**Travail à faire**
Recopiez sans rien changer le passage du texte sur l'imprévisibilité dans la manœuvre aéroterrestre qui va de « Dimension géopolitique. Selon » jusqu'à « principe de précaution. ».

**Texte fourni**
************

Dans la manœuvre aéroterrestre, l’imprévisibilité donne l’ascendant dans les espaces physique et immatériel et le champ des perceptions, afin d’accroître la liberté d’action du chef tactique.

Ce facteur déterminant a fait l’objet d’un colloque organisé, le 4 février 2021 à Paris, par le Centre de doctrine et d’enseignement du commandement de l’armée de Terre. Y sont notamment intervenus : le député Jean-Michel Jacques, vice-président de la commission de la Défense nationale et des forces armées de l’Assemblée nationale ; le général Thierry Burkhard, chef d’état-major de l’armée de Terre ; le général Patrick Justel, commandant en second du renseignement des forces terrestres ; l’historien Jean-Vincent Holeindre, directeur scientifique de l’Institut de recherche stratégique de l’Ecole militaire ; Elie Tenenbaum, chercheur à l’Institut français des relations internationales ; le professeur Olivier Sibony, enseignant au département stratégie d’HEC.

Dimension géopolitique. Selon Jean-Michel Jacques, le contexte géopolitique demeure imprévisible sur les plans politique, diplomatique et militaire avec le retour sur la scène internationale de la Chine, de la Russie, et de la Turquie. La guerre devient hybride avec des actions directes et indirectes ou des cyberattaques indétectables. Les conflits se manifestent dans les champs national et international, au loin ou au plus près. La surprise provoque un choc émotionnel, suivi d’une faute dans la prise de décision. La capacité de défense repose sur le renseignement, l’innovation technologique et le facteur humain. Les enjeux portent sur la maîtrise de l’information et le soutien à la recherche fondamentale. L’imprévisibilité implique de s’affranchir de règles, des normes établies et du principe de précaution.

Guerre asymétrique. La surprise stratégique, qui fait partie de l’imprévisibilité, est consubstantielle à la notion de guerre, estime Elie Tenenbaum. Lors des attentats du 11 septembre 2001 aux Etats-Unis, l’organisation terroriste Al Quaïda a utilisé des avions de ligne comme missiles. La guerre irrégulière emploie populations civiles, téléphones portables, engins explosifs improvisés, et petits avions télécommandés transformés en drones. L’armée française en a tiré les leçons au Sahel. Conséquence de la guerre du Golfe (1990-1991), la « guerre hors limites », évoquée par deux colonels chinois dans un livre publié en 1999, inclut la finance, le terrorisme et la lutte idéologique. La stratégie, qui s’est émancipée du champ militaire sans pour autant s’en dispenser à cause des enjeux physiques, pourrait connaître des combinaisons considérables d’ici à 2035.

************

[Données d'expressions référentielles sur photos]

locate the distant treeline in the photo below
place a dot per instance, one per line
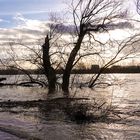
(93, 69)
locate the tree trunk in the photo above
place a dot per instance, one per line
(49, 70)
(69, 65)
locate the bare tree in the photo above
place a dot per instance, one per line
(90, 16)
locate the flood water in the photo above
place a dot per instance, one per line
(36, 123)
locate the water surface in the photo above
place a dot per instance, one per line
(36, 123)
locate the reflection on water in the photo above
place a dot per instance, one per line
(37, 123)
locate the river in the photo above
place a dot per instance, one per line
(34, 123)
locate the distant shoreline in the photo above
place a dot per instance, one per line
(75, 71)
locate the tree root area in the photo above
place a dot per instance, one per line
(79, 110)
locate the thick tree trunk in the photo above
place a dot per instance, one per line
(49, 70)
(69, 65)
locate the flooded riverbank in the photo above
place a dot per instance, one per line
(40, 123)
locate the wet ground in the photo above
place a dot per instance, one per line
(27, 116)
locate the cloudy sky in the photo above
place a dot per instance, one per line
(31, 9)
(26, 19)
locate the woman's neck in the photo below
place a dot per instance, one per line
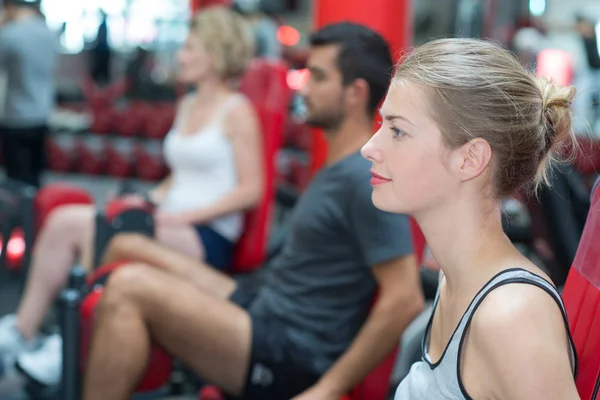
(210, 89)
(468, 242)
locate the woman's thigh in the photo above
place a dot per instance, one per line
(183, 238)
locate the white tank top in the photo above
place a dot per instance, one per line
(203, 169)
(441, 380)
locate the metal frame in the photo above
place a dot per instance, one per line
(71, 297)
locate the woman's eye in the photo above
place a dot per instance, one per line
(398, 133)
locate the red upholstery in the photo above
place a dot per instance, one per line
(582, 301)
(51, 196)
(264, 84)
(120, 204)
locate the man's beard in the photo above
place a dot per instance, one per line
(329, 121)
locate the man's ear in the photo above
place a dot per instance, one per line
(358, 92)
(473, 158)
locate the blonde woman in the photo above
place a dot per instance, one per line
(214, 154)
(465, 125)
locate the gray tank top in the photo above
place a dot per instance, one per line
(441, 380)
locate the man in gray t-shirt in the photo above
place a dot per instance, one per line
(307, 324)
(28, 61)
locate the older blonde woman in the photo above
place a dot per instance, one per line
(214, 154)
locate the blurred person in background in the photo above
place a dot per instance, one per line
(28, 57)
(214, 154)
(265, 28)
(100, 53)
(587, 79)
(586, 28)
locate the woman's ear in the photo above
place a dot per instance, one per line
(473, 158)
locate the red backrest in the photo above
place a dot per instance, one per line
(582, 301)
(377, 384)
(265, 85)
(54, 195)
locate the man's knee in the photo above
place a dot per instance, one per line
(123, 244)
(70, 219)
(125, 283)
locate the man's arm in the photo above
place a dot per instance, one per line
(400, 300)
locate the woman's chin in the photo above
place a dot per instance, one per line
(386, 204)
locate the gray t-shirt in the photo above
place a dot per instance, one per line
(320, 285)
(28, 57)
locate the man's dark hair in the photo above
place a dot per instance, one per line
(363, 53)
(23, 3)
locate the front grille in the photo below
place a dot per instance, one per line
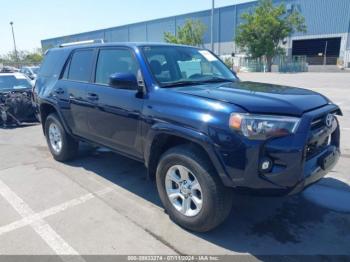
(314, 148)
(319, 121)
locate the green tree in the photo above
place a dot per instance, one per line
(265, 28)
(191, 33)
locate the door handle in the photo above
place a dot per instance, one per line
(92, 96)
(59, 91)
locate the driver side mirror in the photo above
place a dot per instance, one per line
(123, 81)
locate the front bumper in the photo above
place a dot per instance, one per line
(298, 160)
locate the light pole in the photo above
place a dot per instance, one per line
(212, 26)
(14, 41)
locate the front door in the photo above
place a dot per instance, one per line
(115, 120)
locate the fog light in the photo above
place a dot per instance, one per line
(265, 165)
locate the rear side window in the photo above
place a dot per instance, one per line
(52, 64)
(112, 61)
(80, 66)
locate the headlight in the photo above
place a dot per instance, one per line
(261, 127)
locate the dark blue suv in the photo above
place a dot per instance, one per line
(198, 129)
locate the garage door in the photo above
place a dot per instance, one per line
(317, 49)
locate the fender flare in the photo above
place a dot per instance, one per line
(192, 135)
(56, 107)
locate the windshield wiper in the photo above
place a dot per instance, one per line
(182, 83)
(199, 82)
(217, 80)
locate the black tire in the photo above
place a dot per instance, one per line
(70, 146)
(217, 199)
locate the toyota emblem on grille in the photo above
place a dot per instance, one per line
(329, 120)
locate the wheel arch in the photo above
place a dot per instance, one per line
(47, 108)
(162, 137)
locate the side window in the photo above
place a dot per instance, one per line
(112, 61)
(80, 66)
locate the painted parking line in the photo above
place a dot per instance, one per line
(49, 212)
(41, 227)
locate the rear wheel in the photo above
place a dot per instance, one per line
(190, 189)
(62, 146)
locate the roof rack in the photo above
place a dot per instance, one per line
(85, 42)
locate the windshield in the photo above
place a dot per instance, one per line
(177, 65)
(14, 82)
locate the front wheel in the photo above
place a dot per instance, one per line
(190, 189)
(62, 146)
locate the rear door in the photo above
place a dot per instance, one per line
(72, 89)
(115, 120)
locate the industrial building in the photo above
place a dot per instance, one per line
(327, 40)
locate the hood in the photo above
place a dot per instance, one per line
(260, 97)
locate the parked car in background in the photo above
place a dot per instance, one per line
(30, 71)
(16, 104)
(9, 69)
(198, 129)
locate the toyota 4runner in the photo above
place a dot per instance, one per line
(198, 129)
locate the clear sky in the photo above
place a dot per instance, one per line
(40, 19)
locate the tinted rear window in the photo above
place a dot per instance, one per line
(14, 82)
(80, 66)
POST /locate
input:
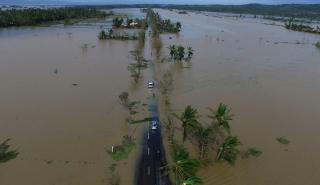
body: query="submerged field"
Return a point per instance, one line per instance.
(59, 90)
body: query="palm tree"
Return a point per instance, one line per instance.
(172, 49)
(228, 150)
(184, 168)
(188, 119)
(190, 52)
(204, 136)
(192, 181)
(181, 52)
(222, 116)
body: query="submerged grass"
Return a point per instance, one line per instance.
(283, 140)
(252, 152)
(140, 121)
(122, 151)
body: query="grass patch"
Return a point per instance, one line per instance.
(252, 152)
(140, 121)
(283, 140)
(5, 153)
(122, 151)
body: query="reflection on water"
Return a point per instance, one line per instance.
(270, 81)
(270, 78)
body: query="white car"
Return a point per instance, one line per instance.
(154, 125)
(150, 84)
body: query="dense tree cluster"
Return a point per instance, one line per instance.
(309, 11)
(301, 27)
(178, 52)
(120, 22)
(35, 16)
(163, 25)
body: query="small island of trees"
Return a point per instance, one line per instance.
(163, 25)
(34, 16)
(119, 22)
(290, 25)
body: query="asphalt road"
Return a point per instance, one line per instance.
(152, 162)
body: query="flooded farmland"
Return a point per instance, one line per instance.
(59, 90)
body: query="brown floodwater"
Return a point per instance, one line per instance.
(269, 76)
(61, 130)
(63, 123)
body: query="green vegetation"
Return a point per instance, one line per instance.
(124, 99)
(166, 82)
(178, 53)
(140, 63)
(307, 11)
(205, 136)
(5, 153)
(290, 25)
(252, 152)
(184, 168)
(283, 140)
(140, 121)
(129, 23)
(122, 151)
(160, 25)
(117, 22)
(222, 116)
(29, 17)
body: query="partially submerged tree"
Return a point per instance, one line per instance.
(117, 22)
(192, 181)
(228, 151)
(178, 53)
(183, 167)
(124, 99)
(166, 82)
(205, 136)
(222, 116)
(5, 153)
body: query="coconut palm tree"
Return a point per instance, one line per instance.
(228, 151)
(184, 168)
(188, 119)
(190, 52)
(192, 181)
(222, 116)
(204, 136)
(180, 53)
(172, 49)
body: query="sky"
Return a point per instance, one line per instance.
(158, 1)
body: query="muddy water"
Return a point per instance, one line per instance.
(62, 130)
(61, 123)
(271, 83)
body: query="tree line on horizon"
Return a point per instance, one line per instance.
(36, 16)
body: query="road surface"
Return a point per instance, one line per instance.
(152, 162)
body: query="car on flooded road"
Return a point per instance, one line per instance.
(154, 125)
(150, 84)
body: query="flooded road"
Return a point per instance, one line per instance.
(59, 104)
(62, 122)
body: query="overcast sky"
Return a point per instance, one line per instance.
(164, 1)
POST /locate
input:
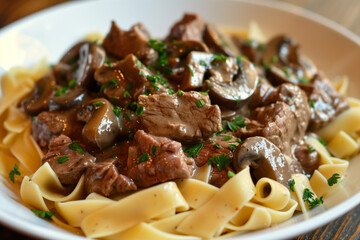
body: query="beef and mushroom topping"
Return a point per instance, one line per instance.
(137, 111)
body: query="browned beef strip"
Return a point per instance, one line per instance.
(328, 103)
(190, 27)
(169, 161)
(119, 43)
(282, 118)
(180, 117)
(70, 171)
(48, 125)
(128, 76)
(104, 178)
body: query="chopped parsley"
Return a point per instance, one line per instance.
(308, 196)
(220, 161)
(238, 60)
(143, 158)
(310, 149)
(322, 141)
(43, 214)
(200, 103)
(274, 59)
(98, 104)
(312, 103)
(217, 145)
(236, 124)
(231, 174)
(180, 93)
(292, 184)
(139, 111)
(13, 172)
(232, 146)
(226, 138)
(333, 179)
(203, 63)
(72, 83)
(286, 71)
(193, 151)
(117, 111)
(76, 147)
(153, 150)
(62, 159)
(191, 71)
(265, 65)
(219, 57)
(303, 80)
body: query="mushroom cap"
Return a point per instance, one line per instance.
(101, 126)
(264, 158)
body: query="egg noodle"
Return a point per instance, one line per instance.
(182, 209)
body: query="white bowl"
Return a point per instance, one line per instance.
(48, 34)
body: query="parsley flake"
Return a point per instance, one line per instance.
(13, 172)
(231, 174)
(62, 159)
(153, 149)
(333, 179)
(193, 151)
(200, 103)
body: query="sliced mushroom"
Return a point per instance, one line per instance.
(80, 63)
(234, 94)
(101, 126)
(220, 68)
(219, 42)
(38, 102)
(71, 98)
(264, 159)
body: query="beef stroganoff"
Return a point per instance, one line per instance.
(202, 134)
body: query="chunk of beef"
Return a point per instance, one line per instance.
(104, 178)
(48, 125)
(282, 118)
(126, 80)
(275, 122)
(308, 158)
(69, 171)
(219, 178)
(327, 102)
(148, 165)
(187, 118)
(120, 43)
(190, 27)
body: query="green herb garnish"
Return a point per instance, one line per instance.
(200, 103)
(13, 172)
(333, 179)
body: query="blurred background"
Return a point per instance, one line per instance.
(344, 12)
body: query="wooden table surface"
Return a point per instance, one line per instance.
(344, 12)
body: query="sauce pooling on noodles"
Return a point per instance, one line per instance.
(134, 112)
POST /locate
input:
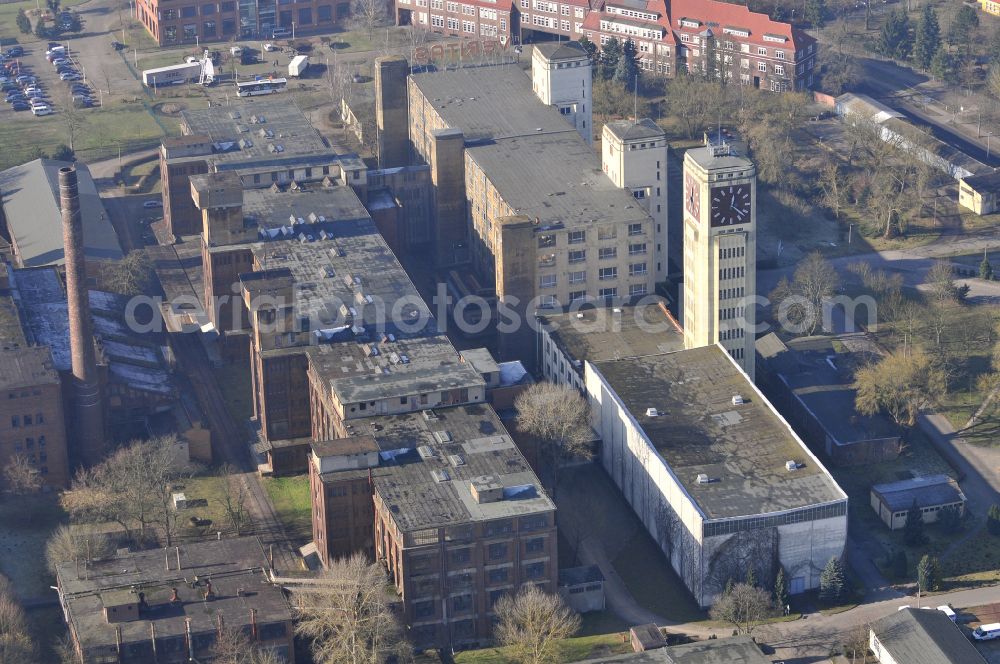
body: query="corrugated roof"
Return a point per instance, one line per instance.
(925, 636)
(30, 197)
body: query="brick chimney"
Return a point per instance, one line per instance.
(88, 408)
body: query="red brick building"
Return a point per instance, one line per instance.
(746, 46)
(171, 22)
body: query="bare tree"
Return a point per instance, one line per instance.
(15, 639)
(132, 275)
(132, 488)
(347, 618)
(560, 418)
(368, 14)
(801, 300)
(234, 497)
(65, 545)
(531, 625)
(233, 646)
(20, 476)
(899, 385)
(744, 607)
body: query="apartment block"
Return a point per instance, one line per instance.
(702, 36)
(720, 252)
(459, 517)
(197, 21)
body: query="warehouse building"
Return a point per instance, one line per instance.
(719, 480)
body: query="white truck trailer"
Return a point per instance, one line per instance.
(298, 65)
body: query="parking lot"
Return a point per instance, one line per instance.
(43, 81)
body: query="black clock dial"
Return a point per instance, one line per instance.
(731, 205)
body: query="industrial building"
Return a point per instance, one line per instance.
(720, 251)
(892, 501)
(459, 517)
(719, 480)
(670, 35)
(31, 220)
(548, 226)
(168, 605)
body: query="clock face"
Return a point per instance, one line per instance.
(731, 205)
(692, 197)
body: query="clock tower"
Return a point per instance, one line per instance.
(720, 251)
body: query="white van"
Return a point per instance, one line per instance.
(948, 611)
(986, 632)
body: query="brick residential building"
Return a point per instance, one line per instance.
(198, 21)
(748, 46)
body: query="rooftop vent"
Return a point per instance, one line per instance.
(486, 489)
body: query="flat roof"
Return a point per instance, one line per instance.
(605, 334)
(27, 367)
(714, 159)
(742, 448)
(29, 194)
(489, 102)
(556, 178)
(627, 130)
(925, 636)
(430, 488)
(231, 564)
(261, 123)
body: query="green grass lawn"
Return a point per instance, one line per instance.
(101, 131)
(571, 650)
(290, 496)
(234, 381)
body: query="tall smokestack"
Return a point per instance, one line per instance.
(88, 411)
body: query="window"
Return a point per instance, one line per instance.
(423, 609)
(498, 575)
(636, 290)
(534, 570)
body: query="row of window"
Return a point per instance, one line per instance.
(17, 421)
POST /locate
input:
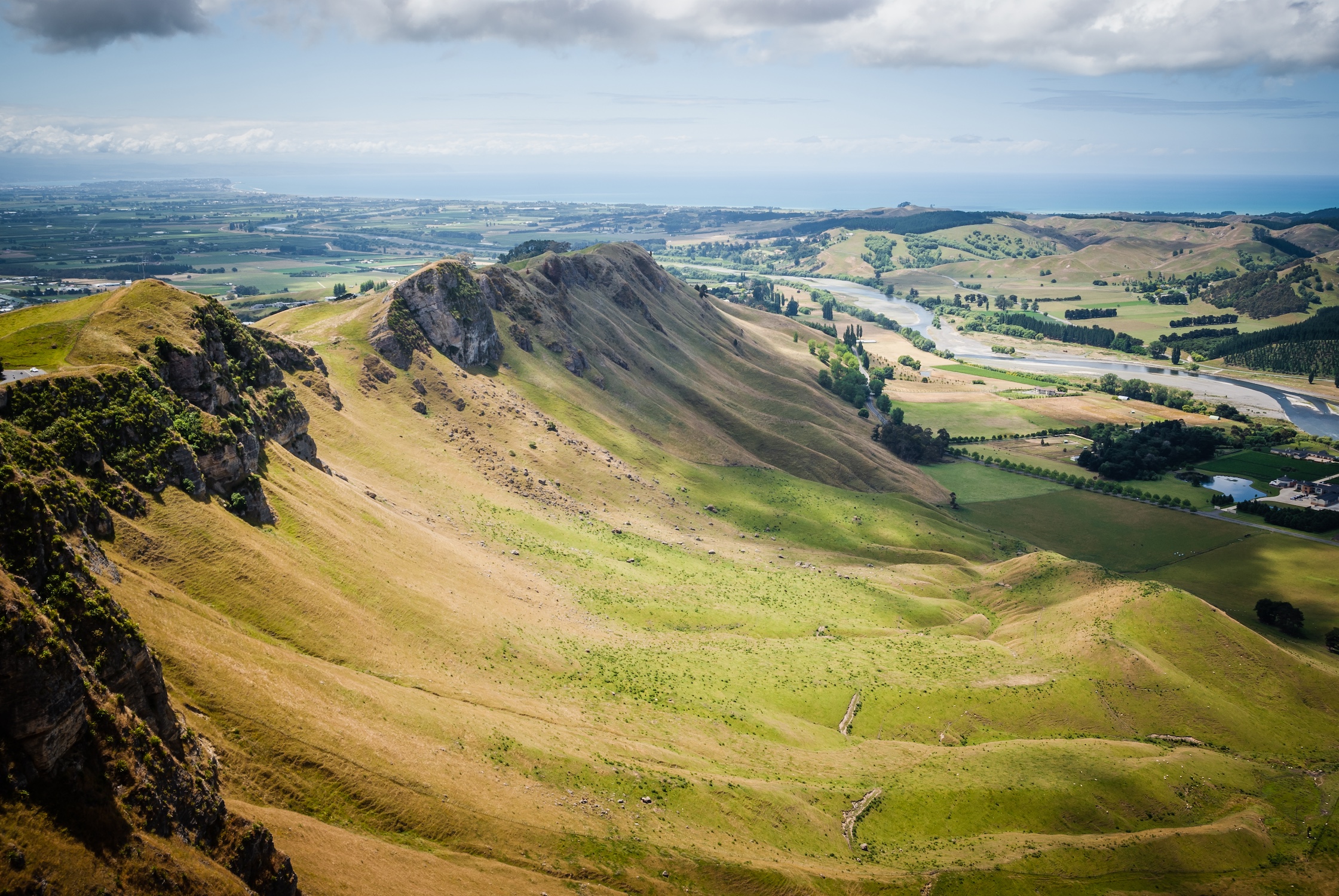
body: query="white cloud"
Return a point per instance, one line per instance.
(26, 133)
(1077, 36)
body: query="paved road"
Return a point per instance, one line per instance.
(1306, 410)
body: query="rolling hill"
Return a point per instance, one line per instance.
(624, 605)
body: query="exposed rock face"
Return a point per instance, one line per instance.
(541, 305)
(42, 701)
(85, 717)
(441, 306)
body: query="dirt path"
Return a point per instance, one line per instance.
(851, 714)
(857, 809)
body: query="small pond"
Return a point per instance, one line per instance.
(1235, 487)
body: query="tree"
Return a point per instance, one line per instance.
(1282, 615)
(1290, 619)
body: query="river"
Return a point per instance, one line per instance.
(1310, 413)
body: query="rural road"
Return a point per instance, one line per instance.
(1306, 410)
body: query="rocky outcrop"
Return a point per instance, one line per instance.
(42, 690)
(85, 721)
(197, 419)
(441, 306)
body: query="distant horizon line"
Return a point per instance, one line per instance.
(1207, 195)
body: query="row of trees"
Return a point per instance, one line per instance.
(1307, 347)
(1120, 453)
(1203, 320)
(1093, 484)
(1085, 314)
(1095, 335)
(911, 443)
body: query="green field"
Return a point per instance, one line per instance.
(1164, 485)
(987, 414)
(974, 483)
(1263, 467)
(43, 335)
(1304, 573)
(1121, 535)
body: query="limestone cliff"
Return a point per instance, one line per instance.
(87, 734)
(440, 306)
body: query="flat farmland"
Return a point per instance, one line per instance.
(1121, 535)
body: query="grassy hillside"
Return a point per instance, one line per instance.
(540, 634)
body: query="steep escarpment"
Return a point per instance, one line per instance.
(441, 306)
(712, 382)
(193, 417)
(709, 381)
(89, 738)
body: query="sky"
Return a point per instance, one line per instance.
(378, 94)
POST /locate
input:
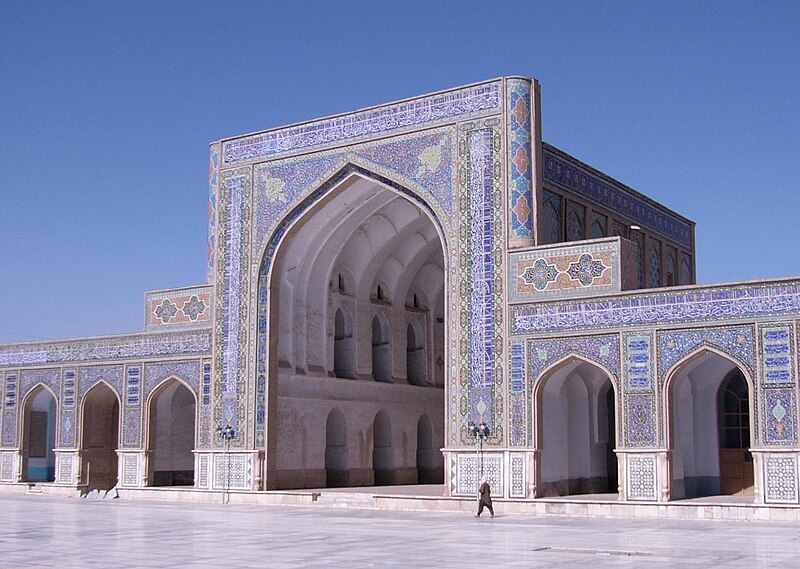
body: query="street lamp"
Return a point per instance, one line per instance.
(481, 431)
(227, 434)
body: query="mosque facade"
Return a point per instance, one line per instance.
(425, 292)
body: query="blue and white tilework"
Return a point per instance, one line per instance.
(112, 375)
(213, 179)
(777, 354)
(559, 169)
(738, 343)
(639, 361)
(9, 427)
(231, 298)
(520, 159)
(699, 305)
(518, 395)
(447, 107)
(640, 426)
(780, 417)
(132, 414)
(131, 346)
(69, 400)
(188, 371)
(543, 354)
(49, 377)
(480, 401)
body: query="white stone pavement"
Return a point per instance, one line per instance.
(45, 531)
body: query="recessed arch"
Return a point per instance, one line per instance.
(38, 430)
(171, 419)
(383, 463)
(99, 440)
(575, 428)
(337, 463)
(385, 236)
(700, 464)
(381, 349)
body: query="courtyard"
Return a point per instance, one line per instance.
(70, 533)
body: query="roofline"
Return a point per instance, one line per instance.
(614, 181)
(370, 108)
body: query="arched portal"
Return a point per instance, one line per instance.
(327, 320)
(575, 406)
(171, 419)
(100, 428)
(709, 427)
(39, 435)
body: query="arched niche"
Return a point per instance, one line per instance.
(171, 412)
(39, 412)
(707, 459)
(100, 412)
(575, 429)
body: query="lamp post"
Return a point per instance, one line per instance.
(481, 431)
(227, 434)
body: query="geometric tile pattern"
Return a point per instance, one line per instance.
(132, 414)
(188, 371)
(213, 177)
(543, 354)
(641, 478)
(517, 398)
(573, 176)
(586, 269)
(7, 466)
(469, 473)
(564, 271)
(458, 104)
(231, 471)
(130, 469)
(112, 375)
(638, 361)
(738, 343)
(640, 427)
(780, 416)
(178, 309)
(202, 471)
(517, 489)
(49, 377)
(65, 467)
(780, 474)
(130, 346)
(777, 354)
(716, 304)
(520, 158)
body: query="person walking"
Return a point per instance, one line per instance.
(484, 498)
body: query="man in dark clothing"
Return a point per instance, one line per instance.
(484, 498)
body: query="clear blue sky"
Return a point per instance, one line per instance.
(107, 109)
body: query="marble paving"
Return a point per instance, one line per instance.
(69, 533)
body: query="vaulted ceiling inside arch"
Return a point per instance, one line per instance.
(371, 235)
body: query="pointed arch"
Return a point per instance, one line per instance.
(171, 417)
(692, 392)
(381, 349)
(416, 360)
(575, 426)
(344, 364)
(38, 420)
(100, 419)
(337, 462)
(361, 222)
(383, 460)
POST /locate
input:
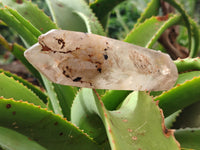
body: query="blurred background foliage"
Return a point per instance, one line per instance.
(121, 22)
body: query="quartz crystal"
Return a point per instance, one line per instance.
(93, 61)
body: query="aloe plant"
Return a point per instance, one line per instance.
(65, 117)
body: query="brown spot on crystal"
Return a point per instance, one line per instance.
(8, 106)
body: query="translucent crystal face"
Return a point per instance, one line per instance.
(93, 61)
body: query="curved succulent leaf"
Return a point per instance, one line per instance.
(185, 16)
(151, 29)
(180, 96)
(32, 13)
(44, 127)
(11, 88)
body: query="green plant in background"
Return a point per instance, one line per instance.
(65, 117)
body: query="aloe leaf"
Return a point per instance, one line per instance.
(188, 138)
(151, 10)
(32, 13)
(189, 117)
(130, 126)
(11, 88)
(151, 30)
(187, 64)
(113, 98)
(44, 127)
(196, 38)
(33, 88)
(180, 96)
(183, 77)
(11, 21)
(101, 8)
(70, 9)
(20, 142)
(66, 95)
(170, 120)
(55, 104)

************

**Votre solution**
Dimension géopolitique. Selon Jean-Michel Jacques, le contexte géopolitique demeure imprévisible sur les plans politique, diplomatique et militaire avec le retour sur la scène internationale de la Chine, de la Russie, et de la Turquie. La guerre devient hybride avec des actions directes et indirectes ou des cyberattaques indétectables. Les conflits se manifestent dans les champs national et international, au loin ou au plus près. La surprise provoque un choc émotionnel, suivi d’une faute dans la prise de décision. La capacité de défense repose sur le renseignement, l’innovation technologique et le facteur humain. Les enjeux portent sur la maîtrise de l’information et le soutien à la recherche fondamentale. L’imprévisibilité implique de s’affranchir de règles, des normes établies et du principe de précaution.